Point annotations for photos
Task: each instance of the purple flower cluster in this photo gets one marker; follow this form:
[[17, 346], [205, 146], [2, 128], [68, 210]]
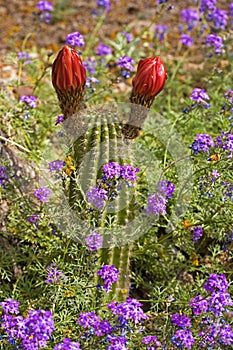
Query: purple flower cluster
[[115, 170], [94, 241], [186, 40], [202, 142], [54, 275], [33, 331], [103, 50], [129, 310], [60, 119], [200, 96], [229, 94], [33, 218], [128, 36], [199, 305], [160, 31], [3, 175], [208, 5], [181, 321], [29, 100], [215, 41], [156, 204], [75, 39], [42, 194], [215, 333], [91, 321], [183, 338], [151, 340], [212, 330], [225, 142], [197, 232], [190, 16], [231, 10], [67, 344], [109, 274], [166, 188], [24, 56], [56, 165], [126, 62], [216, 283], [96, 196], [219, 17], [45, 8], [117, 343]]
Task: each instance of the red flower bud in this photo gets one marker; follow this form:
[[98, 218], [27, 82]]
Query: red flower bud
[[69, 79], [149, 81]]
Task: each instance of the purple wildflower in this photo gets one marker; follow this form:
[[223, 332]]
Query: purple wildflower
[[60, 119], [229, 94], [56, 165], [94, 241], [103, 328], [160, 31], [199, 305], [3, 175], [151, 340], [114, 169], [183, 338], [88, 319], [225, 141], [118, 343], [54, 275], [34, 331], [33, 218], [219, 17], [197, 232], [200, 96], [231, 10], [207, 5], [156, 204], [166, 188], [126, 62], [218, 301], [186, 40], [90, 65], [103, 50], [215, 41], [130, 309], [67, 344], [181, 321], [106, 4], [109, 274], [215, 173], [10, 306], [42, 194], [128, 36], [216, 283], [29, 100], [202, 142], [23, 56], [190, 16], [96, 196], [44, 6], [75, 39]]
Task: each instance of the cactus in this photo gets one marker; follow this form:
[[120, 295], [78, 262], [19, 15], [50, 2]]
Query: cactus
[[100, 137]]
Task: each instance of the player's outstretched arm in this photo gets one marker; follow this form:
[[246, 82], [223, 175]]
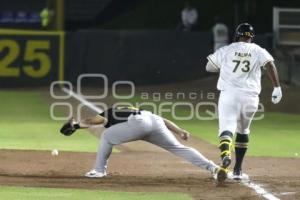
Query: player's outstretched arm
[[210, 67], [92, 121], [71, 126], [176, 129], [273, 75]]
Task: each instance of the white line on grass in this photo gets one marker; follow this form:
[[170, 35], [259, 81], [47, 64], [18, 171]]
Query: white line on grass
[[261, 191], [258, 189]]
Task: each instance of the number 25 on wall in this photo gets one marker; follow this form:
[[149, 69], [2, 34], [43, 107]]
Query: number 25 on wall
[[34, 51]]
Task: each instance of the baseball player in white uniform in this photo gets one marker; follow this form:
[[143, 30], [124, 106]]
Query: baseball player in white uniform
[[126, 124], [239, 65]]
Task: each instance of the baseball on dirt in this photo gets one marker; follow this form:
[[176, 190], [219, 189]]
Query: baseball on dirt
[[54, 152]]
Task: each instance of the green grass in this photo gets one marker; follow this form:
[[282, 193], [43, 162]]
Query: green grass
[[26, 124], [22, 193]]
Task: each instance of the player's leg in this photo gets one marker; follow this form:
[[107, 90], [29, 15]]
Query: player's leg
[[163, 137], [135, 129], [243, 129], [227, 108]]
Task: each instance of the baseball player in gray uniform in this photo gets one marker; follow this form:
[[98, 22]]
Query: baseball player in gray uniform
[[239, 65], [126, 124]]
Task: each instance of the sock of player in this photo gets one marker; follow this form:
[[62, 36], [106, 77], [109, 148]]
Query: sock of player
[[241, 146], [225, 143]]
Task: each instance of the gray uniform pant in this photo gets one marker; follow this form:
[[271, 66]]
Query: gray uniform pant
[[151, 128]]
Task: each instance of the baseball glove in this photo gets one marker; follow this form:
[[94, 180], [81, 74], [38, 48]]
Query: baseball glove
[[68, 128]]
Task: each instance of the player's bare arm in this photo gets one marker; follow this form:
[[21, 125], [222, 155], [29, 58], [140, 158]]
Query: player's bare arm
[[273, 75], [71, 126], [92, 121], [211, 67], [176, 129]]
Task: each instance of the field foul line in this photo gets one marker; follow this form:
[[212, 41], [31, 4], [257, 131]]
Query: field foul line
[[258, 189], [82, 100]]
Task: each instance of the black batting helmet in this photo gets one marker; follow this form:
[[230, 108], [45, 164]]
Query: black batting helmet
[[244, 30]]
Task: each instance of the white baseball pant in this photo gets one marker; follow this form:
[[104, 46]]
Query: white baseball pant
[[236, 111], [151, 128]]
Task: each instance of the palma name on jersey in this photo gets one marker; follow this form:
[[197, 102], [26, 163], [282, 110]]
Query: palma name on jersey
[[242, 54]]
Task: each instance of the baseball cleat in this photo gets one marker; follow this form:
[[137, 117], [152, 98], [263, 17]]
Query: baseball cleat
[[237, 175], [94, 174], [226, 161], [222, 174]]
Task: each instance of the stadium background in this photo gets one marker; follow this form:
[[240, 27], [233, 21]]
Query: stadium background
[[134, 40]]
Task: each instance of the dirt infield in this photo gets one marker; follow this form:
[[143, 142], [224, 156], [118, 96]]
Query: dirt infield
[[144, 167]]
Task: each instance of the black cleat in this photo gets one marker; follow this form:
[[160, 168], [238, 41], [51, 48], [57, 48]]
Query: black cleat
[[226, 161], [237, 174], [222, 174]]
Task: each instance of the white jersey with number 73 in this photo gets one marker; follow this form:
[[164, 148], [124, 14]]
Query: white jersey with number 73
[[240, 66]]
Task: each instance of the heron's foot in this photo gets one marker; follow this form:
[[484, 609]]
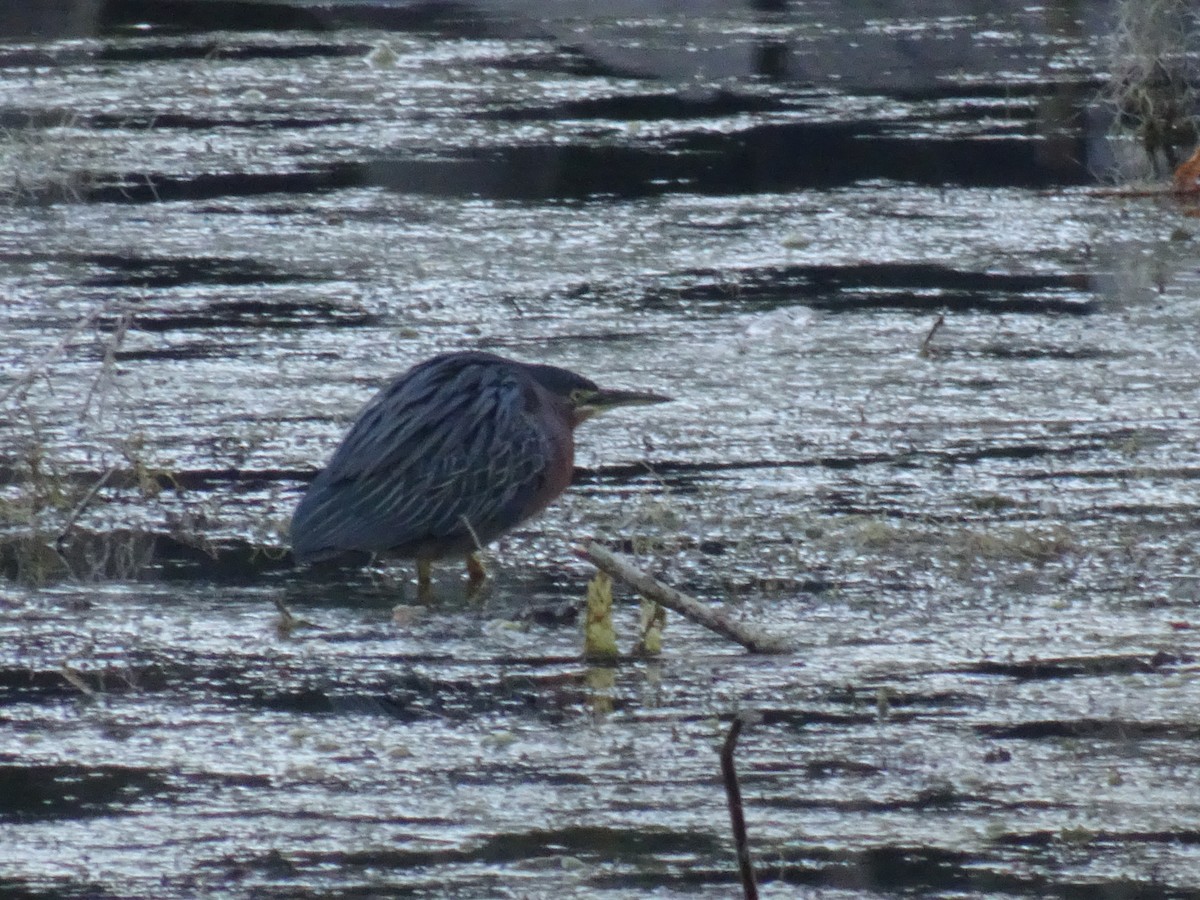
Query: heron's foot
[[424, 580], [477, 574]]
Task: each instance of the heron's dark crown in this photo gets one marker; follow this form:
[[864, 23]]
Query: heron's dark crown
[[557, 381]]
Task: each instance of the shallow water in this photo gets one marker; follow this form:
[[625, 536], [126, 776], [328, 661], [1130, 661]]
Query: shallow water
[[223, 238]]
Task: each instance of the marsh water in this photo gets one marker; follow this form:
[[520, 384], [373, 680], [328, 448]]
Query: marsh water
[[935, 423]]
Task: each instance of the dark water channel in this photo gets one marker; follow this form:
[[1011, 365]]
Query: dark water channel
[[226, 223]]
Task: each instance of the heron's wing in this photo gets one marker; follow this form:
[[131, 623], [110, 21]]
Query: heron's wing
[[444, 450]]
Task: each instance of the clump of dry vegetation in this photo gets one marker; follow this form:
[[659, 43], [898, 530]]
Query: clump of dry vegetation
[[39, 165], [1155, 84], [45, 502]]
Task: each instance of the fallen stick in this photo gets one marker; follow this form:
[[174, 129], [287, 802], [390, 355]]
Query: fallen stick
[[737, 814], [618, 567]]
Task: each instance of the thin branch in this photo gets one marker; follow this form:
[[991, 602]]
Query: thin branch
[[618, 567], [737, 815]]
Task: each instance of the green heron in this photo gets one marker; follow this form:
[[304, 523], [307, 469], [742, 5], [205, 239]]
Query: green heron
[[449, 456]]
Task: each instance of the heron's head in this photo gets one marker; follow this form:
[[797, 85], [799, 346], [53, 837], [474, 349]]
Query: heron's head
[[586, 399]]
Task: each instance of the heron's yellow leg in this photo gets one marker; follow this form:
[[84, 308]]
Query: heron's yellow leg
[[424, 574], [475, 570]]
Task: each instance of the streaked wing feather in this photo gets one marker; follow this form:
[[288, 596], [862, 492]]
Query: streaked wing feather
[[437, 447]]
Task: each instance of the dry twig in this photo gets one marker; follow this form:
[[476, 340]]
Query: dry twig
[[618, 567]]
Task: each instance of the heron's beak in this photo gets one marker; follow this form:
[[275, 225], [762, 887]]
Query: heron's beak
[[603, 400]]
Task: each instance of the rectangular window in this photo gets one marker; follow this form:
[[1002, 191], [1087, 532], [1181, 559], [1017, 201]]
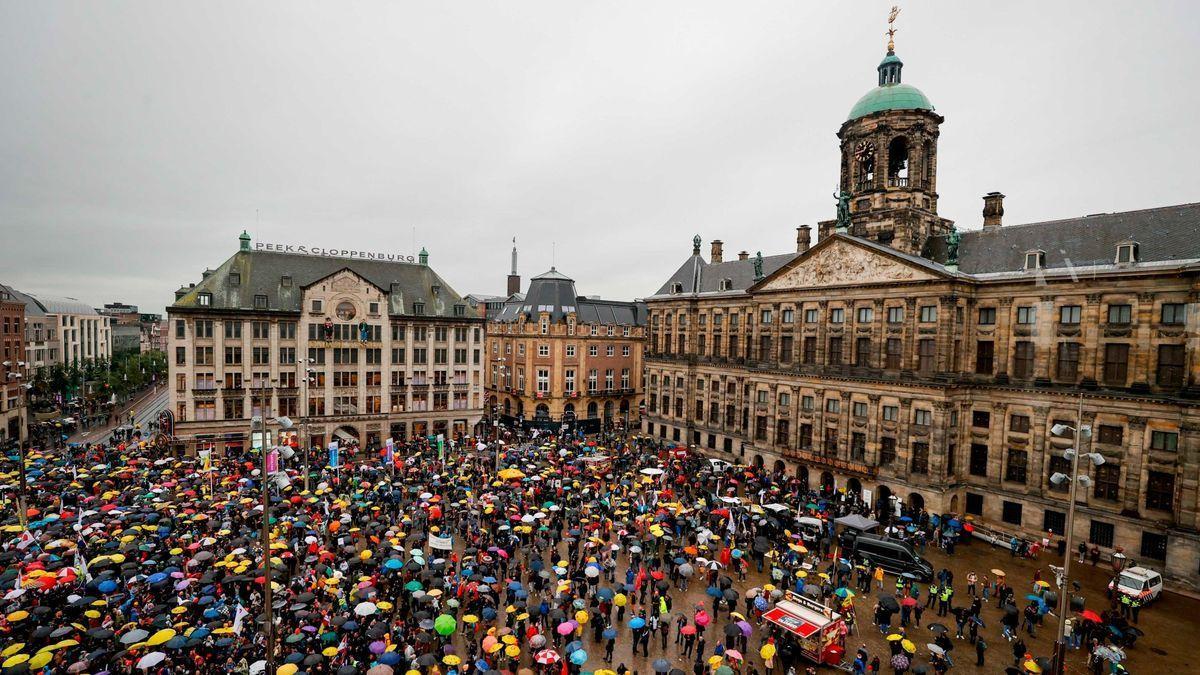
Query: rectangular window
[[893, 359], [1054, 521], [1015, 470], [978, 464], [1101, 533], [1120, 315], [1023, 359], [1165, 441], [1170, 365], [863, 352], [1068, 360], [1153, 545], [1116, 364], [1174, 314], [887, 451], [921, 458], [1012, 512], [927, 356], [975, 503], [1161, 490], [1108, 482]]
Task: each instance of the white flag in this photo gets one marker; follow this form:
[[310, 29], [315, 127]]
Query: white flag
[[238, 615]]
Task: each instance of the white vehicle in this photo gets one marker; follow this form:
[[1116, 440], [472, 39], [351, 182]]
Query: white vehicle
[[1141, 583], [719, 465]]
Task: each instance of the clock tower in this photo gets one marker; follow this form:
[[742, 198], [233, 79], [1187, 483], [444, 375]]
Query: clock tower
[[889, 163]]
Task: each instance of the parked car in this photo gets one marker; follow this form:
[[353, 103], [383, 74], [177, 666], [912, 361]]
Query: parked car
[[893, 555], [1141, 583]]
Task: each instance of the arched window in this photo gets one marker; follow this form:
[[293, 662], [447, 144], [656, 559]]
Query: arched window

[TASK STATEMENT] Scale the stretch of the material from the line containing "Task: each instance of the black batting" through the line containing "[[237, 175], [94, 174], [226, 161], [222, 174]]", and give only those lines, requests included. Multiply every point coordinate in the answers by 1.15 and round to whole numbers with halves rounded up, leaving the requests and their format samples unchanged.

[OUTPUT OF THE EXERCISE]
Task: each instance of the black batting helmet in this photo gets one marker; follow this form:
[[230, 108], [45, 164]]
Query: black batting helmet
[[281, 35]]
Task: each instance of the white baseball pant in this photo gets one marker; follow this form:
[[104, 46]]
Query: white baseball pant
[[271, 128], [174, 147]]
Task: each instance of the palma name on jersey in this photo gets one marker; follow this form:
[[197, 102], [26, 163], [282, 110]]
Query: palma name on jersey
[[278, 62]]
Task: each instance of the baseball cleat in this photo gets one marker; follow this form:
[[137, 117], [152, 98], [263, 17]]
Query: baseball cleat
[[273, 201], [108, 200], [260, 185], [255, 200]]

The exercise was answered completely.